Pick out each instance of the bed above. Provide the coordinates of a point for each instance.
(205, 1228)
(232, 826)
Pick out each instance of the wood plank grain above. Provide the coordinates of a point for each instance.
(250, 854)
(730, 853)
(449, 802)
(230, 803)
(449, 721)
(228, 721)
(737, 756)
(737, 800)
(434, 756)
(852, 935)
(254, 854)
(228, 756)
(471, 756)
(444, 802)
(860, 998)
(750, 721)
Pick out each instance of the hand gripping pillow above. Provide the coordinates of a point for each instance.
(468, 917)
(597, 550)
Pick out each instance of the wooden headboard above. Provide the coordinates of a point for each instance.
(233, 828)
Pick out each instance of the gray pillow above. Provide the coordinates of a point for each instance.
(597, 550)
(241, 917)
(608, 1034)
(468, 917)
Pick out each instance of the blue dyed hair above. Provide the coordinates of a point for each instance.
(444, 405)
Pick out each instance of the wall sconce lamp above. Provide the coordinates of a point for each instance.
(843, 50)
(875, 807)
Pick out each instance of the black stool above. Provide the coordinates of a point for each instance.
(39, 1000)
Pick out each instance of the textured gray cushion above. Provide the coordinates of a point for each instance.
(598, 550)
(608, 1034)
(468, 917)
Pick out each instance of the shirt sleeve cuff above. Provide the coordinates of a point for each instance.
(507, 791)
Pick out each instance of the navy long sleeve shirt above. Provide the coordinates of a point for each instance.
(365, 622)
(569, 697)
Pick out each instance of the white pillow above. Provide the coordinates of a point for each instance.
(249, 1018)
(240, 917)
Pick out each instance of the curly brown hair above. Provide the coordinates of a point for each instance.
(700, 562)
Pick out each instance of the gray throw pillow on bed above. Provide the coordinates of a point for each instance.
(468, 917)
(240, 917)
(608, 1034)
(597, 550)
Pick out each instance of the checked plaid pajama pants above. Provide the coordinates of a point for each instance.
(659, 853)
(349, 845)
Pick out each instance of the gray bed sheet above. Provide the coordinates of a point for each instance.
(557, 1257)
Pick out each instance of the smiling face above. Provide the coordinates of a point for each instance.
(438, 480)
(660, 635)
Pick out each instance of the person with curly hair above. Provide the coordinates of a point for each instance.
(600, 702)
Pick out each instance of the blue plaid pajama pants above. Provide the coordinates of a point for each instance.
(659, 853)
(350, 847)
-------
WHAT TO PRODUCE
Recast every line of the records above as a JSON list of strings, one string per line, leaving out blank lines.

REPLY TO THE TASK
[
  "Pick out each instance of the bed above. Provide the coordinates of a point for each instance.",
  "(205, 1228)",
  "(232, 826)",
  "Pick out each instance of the wood plank grain above. Provide the coordinates of a point for each instance.",
  "(250, 854)",
  "(730, 853)",
  "(449, 802)",
  "(230, 803)",
  "(449, 721)",
  "(228, 721)",
  "(737, 756)",
  "(737, 800)",
  "(434, 756)",
  "(852, 935)",
  "(254, 854)",
  "(228, 756)",
  "(471, 756)",
  "(444, 802)",
  "(860, 998)",
  "(750, 721)",
  "Pick out each instance of the hand gripping pillow above. Provide the coordinates of a point for each instance.",
  "(468, 917)",
  "(597, 550)",
  "Pick out each instance of the wooden headboard above. Provide the coordinates of a point for each instance.",
  "(233, 828)",
  "Pick out each instance of the gray pillow above. Provide the coordinates of a point for each instance.",
  "(597, 550)",
  "(241, 917)",
  "(608, 1034)",
  "(468, 917)",
  "Pick out each instance of the blue dyed hair above. Provide the coordinates of a point for each instance.",
  "(444, 405)",
  "Pick out each instance of the wall sconce lamp above. Provide the coordinates of a point for each instance.",
  "(843, 50)",
  "(875, 807)",
  "Pick out each instance of the black stool above. Provide the coordinates of a point for each instance.",
  "(39, 1000)",
  "Pick out each instance of the textured gray cushion above. Provide the coordinates of a point for each instance.",
  "(598, 550)",
  "(608, 1034)",
  "(468, 917)",
  "Pick out each instance of the shirt sleeve cuff above. Provide the coordinates of a point for each instance.",
  "(507, 791)",
  "Pick out each instance of the navy long sleeve shirt above. Provide the coordinates of a point for each instance.",
  "(365, 622)",
  "(569, 697)",
  "Pick out each instance of the white pillow above. Provide the coordinates of a point for each instance.",
  "(249, 1018)",
  "(240, 917)",
  "Pick out each instance of the curly brown hair above. Provide the coordinates of a point for each instance.",
  "(700, 562)",
  "Pick out each instance of the gray throw pillow on bed above. Provide the coordinates of a point for each instance.",
  "(468, 917)",
  "(240, 917)",
  "(608, 1034)",
  "(597, 550)",
  "Pick out each instance of the checked plaid pajama pants above. Provide the coordinates of a point for each instance.",
  "(659, 853)",
  "(349, 845)",
  "Pick out each instance of the gray bed sheet above. Provide the coordinates of a point for each instance.",
  "(557, 1257)",
  "Pick out each instance of the smiling face above. Provide the coordinates of a point for each instance.",
  "(438, 480)",
  "(660, 635)",
  "Pick out each instance of the person with curly hair above. Provide the coordinates of a point for each instance.",
  "(600, 702)",
  "Pick out each instance of the blue plaid pajama pants above. Provide the coordinates of a point for each instance.",
  "(659, 853)",
  "(350, 847)"
]